- _What needs to be done_
Transcribe word for word the stretch from the line that contains "spotting the round" through the line that contains "406, 480, 548]]", both of those lines included, and nothing else from the rows.

- _Dataset excerpts_
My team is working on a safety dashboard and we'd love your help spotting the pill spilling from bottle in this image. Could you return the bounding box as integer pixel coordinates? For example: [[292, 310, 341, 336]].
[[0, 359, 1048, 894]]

...

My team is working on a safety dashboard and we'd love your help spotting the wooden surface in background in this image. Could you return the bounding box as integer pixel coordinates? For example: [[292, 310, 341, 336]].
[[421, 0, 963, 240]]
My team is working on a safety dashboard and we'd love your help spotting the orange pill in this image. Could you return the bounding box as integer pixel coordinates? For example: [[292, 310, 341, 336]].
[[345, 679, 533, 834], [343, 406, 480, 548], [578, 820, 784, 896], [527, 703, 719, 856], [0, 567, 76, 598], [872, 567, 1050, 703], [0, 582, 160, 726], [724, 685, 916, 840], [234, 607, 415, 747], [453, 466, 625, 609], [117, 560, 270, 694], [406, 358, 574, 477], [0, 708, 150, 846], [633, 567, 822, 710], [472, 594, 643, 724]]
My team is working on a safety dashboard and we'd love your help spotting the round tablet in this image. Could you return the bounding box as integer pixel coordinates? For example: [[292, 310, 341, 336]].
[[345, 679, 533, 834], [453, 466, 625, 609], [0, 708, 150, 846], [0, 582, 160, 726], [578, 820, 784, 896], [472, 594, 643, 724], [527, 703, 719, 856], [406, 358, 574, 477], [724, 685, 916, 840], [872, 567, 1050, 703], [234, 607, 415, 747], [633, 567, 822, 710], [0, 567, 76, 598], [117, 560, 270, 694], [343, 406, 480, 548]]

- _Solved exercise_
My team is working on a safety dashboard and we'd love your help spotting the round tablet in this image. Could you return the bounding box as integer pixel coordinates? For example: [[292, 310, 341, 336]].
[[345, 679, 533, 834], [453, 466, 625, 609], [0, 708, 150, 846], [0, 582, 160, 726], [578, 820, 784, 896], [472, 594, 643, 724], [527, 703, 719, 856], [406, 358, 574, 477], [724, 685, 916, 840], [872, 567, 1050, 703], [234, 607, 415, 747], [633, 567, 822, 710], [0, 567, 76, 598], [117, 560, 270, 694], [343, 406, 480, 548]]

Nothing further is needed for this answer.